#### What is being asked:
Please gather every line in the dataset records below that contains the string "shirt", matching case exactly.

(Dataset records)
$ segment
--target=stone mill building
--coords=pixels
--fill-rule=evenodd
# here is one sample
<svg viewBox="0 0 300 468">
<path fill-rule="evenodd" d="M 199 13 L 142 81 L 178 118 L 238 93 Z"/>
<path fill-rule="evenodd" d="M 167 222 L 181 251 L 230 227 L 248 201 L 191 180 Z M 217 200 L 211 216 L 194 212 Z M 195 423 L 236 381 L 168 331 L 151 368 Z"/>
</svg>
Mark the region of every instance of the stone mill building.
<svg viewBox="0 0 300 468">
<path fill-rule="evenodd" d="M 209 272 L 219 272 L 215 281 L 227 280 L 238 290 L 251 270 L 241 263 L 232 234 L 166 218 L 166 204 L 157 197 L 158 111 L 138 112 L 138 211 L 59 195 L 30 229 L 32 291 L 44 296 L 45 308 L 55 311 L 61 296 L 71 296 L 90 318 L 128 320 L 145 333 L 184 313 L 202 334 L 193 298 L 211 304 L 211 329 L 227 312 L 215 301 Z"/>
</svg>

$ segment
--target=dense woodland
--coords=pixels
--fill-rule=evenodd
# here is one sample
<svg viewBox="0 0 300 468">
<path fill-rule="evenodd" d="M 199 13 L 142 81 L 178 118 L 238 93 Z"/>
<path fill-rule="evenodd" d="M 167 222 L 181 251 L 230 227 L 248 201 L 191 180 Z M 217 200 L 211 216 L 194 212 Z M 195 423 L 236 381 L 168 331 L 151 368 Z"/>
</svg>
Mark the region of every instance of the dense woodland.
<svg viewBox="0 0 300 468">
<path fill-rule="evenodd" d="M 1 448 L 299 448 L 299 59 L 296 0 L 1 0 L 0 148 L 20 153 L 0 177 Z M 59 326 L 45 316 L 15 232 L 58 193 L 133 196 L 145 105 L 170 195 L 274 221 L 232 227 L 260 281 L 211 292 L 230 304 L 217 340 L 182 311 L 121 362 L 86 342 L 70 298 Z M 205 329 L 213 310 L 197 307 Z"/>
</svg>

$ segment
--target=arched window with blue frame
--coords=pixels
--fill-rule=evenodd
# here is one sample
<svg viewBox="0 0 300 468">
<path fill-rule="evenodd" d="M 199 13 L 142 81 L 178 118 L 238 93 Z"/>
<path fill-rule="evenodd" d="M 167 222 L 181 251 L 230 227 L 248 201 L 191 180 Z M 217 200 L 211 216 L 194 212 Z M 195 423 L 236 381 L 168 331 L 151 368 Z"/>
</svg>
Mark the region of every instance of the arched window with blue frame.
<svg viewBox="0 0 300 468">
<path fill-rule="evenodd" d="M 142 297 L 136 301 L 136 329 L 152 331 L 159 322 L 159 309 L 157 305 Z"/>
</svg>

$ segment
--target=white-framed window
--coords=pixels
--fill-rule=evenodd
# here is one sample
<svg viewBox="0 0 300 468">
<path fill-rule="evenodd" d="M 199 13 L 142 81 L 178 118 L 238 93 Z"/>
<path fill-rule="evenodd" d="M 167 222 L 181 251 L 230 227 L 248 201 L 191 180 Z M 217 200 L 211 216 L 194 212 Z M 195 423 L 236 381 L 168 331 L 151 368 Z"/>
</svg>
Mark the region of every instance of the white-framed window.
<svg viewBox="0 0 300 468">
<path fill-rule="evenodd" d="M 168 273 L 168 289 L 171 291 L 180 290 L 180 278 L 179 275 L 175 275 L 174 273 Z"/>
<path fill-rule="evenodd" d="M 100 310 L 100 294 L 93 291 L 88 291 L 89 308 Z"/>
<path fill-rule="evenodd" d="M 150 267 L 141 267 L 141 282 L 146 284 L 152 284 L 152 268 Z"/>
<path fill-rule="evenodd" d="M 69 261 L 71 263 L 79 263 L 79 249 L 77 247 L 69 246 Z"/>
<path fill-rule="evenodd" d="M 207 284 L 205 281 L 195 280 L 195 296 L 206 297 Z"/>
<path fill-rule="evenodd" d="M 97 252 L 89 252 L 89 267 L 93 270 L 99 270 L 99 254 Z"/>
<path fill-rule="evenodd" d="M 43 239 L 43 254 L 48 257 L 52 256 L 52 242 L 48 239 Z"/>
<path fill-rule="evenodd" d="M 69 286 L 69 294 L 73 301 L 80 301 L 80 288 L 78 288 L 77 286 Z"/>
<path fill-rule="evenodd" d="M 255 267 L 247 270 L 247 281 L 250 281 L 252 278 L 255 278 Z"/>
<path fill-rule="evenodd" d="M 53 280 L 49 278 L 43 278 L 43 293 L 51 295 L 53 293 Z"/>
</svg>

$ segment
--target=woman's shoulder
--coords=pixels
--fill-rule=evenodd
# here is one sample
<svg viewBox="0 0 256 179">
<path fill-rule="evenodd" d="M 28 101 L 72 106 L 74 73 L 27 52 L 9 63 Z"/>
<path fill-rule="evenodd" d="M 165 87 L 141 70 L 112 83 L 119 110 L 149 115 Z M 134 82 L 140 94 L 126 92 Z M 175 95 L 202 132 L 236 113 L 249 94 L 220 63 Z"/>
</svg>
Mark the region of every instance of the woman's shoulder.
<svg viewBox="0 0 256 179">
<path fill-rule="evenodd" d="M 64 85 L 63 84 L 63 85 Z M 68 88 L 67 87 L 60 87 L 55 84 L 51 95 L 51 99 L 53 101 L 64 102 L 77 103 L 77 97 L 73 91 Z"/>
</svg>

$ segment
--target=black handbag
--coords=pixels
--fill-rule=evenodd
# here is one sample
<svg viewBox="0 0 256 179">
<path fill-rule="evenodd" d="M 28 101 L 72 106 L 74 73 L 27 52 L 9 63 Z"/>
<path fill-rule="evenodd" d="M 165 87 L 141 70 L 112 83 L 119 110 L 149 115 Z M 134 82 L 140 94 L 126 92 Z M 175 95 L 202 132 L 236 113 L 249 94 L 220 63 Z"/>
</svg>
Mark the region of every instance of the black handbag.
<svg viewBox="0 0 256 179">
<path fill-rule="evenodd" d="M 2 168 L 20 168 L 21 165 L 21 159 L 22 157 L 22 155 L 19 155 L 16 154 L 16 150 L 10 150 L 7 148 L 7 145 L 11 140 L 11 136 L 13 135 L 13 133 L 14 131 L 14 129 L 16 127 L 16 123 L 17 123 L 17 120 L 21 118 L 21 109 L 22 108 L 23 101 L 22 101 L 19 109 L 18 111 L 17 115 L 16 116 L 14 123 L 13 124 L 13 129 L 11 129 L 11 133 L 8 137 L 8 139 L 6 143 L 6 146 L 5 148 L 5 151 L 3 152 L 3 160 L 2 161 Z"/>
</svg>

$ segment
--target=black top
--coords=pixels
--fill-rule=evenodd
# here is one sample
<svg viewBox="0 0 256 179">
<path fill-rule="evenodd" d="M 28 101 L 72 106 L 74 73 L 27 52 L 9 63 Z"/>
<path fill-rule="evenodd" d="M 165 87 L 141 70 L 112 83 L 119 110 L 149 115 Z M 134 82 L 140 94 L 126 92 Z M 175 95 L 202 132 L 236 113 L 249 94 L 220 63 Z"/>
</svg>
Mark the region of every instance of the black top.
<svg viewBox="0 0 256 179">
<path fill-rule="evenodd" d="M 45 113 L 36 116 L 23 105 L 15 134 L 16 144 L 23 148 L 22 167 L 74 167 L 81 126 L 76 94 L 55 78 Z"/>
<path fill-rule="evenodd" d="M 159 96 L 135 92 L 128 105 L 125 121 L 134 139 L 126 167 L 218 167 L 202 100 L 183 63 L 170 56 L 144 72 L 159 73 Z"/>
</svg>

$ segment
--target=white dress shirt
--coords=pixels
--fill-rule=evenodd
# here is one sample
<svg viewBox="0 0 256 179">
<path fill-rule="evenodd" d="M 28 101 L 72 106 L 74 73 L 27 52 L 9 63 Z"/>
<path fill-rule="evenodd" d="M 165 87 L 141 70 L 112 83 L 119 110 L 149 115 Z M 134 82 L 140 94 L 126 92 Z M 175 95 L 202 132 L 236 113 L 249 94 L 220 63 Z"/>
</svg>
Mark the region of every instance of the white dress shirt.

#### Written reply:
--target=white dress shirt
Mark the region of every instance of the white dress shirt.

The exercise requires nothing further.